- _What you need to do_
Count the lines in the data below that contain the string "fence", treating case as significant, and reply with that number alone.

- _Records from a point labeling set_
----------------
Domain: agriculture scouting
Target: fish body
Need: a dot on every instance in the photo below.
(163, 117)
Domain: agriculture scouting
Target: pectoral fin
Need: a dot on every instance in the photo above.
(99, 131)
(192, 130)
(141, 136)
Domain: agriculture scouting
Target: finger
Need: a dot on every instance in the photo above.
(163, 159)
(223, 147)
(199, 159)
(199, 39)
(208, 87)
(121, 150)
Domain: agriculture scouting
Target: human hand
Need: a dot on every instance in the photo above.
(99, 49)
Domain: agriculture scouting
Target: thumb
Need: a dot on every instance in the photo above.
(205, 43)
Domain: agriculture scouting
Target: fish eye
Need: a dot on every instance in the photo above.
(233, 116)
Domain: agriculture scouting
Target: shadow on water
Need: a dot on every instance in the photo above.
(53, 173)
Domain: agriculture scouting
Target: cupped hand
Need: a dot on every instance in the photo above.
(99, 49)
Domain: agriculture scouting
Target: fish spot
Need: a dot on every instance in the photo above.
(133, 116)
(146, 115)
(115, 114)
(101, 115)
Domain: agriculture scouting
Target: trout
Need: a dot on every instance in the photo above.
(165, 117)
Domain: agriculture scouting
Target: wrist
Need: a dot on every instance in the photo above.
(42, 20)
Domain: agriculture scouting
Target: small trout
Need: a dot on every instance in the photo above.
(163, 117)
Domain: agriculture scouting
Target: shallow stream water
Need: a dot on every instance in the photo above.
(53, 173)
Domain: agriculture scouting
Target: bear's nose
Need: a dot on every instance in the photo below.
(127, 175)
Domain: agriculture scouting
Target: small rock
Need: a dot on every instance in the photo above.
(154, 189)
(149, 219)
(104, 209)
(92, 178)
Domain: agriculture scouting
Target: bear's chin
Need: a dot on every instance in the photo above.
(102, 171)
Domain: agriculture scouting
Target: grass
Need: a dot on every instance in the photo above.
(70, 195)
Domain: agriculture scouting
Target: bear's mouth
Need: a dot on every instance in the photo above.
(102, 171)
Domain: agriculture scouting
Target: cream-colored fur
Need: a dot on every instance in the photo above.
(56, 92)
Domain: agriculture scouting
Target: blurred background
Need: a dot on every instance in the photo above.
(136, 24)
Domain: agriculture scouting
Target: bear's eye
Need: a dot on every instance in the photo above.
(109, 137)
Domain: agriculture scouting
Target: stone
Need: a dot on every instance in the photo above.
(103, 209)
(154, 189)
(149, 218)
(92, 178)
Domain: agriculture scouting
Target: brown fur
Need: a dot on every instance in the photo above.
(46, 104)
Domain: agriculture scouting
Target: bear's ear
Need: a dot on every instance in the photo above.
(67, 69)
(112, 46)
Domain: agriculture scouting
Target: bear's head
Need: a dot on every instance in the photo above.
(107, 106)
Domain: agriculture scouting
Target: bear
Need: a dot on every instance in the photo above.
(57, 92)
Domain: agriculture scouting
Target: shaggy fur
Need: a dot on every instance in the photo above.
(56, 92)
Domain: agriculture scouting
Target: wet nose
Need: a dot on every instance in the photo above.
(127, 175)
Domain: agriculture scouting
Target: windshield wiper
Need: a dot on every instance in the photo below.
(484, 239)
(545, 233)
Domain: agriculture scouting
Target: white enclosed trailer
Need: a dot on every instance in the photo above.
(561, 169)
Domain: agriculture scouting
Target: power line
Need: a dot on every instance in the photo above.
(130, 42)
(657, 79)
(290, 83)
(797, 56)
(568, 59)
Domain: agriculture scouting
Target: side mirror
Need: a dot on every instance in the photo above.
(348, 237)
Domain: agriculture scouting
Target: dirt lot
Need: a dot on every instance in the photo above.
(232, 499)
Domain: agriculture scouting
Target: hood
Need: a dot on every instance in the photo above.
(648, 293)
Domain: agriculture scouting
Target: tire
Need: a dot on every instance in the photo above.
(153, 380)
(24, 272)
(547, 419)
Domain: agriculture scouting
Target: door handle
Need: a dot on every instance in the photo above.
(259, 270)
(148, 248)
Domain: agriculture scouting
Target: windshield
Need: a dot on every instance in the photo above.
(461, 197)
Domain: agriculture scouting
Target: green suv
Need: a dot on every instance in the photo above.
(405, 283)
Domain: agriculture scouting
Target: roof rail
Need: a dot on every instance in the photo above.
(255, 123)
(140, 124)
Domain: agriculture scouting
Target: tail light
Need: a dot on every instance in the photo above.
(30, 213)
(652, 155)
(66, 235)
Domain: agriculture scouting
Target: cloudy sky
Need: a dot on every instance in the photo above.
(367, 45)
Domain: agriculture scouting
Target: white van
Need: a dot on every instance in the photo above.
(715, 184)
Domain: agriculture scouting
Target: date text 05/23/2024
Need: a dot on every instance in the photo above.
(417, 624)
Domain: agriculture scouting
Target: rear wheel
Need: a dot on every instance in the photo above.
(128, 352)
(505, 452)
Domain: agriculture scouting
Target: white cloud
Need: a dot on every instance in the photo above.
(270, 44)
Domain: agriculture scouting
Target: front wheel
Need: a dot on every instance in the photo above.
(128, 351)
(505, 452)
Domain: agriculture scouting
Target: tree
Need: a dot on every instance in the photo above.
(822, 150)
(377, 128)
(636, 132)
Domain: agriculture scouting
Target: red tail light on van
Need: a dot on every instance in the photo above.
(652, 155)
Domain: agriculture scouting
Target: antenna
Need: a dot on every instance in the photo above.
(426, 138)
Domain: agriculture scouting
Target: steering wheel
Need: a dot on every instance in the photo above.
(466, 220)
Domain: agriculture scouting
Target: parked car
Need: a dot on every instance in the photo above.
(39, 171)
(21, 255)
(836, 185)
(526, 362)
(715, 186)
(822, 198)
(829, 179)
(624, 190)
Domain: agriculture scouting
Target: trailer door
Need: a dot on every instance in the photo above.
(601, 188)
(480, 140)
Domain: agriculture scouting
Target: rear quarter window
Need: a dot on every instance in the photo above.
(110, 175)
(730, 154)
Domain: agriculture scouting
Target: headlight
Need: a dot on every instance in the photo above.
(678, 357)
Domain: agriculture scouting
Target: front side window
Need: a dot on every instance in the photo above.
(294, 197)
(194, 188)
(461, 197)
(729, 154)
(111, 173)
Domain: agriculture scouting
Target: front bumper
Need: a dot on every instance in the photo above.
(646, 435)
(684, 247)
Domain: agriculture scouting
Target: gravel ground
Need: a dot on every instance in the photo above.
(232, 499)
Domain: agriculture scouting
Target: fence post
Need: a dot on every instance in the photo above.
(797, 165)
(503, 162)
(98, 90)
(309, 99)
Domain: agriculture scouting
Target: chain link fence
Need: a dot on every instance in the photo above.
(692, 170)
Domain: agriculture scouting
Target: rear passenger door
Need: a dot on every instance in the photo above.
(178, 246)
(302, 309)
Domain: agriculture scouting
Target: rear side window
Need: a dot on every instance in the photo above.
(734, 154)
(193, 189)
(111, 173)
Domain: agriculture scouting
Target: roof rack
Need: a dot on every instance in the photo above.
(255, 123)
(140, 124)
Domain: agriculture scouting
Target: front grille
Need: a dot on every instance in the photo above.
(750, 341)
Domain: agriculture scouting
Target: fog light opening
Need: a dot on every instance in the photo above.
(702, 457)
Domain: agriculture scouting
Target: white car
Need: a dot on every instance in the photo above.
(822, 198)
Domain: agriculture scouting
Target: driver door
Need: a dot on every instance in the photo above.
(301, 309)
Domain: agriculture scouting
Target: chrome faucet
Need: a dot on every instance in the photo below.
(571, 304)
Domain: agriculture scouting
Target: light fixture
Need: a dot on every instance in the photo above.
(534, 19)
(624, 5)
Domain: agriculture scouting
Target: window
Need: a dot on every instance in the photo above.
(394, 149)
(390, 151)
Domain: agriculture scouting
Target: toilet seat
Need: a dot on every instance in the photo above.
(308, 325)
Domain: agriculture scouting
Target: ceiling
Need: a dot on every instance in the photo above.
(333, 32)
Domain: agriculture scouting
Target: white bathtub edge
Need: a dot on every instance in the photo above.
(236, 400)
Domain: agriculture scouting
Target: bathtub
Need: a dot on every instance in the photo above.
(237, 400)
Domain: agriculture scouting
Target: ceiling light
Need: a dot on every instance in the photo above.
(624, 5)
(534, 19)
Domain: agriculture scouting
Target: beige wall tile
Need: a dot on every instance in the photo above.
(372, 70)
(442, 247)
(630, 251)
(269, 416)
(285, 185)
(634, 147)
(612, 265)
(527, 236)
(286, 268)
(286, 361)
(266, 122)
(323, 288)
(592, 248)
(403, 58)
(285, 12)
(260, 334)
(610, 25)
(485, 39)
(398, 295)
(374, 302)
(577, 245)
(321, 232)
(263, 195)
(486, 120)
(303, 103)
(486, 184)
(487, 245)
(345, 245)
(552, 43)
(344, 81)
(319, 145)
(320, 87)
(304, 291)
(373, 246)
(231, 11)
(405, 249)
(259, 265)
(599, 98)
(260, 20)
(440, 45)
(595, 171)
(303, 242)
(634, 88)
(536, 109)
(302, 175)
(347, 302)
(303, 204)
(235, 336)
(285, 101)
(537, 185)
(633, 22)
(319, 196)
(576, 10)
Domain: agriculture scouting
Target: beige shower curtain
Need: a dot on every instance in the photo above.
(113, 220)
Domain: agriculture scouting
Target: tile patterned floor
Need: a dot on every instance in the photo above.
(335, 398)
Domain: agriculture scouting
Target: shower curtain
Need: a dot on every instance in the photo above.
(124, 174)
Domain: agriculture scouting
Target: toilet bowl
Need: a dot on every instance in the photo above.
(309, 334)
----------------
- _Result of this task_
2